>> Start PASSAGE TO READ

Readers following news of the war in Yemen may have noticed that various outlets – including “socialist” ones – portray the Saudi bourgeoisie, the Iranian bourgeoisie, pro-Hadi forces, Al Qaeda, the Houthis and pro-Saleh forces as all being more reactionary than the U.$. Democratic Party or the AmeriKKKan working class and middle class. Supposedly, these Amerikans who are exploiters of Third World workers, and have united with u.$. capitalists for wars against Arab or Muslim countries again and again for decades, are more progressive than various Arabs or Muslims in the Middle East. When it comes to saying something about the Yemen war that isn’t just the same old platitudes about peace and unity and opposing the u.$. ruling class, the question arises what can one say that is different.

>> End PASSAGE TO READ

**SHORT TASK 1:**
Repeat the records in the stretch from the line containing "Reviewer note: see that each instance of the silhouetted" through the end of the records, requests included, offsetting every x and y coordinate in the answers by 68. Leave the coordinates in the requests' format samples unchanged.

>> Start DATA TO USE

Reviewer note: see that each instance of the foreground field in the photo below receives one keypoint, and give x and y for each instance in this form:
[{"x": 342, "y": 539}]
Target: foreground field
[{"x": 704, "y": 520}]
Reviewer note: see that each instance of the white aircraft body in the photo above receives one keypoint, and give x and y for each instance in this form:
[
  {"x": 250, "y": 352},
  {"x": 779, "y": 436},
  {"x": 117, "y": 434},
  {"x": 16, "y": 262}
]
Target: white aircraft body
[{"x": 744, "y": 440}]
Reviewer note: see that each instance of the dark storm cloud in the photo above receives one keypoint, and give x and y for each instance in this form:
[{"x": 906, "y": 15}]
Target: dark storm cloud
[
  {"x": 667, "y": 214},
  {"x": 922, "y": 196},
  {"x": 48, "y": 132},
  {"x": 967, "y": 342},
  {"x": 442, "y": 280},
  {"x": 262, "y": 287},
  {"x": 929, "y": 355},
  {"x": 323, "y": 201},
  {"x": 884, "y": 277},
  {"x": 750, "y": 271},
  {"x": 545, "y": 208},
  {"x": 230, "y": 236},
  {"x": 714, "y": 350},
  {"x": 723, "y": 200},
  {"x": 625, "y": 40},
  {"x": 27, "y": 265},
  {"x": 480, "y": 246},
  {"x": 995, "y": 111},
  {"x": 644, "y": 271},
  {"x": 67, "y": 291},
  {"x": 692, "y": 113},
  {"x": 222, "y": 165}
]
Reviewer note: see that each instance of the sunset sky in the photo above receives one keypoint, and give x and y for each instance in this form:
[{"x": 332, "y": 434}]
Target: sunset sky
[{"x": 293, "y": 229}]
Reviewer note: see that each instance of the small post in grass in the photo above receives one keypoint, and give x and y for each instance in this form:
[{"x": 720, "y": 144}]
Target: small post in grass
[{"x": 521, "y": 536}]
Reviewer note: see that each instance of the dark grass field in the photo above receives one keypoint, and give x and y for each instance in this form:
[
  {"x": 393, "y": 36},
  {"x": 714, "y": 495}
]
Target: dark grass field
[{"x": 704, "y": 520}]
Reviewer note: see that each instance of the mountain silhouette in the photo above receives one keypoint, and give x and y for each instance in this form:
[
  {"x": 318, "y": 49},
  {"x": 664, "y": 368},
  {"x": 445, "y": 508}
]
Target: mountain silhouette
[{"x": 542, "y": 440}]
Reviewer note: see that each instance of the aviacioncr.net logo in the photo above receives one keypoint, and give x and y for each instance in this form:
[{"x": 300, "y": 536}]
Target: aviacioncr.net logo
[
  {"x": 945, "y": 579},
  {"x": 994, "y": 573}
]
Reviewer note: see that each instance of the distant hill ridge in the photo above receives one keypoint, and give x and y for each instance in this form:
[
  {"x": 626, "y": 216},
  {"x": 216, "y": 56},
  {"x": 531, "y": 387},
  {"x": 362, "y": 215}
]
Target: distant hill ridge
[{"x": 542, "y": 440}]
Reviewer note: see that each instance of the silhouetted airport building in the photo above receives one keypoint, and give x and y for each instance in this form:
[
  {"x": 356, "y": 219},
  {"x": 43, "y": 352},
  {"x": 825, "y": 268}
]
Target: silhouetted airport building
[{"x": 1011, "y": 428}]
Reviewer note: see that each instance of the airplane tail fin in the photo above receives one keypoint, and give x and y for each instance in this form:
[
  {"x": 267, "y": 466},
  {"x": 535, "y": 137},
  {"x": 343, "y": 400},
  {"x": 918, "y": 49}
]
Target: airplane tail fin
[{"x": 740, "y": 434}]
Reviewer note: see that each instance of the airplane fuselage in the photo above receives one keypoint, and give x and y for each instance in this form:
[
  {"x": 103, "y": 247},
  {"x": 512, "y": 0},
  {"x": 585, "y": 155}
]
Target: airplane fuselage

>> End DATA TO USE

**SHORT TASK 2:**
Copy the text on the Yemen war word for word, covering the stretch from "Readers following news" through "that is different.".

**FINAL ANSWER 1:**
Reviewer note: see that each instance of the silhouetted airport building in the photo above receives one keypoint, and give x and y for each instance in this form:
[
  {"x": 356, "y": 219},
  {"x": 43, "y": 352},
  {"x": 825, "y": 268}
]
Target: silhouetted airport building
[{"x": 1079, "y": 496}]
Reviewer note: see that each instance of the airplane tail fin in the photo above receives one keypoint, and give x and y for each instance in this form:
[
  {"x": 267, "y": 466},
  {"x": 535, "y": 137},
  {"x": 343, "y": 400},
  {"x": 918, "y": 49}
]
Target: airplane tail fin
[{"x": 808, "y": 502}]
Reviewer note: see that each instance of the airplane fuselage in the photo above receives one keypoint, and give x and y for each instance in this form:
[
  {"x": 103, "y": 247},
  {"x": 512, "y": 0},
  {"x": 585, "y": 155}
]
Target: airplane fuselage

**FINAL ANSWER 2:**
Readers following news of the war in Yemen may have noticed that various outlets – including “socialist” ones – portray the Saudi bourgeoisie, the Iranian bourgeoisie, pro-Hadi forces, Al Qaeda, the Houthis and pro-Saleh forces as all being more reactionary than the U.$. Democratic Party or the AmeriKKKan working class and middle class. Supposedly, these Amerikans who are exploiters of Third World workers, and have united with u.$. capitalists for wars against Arab or Muslim countries again and again for decades, are more progressive than various Arabs or Muslims in the Middle East. When it comes to saying something about the Yemen war that isn’t just the same old platitudes about peace and unity and opposing the u.$. ruling class, the question arises what can one say that is different.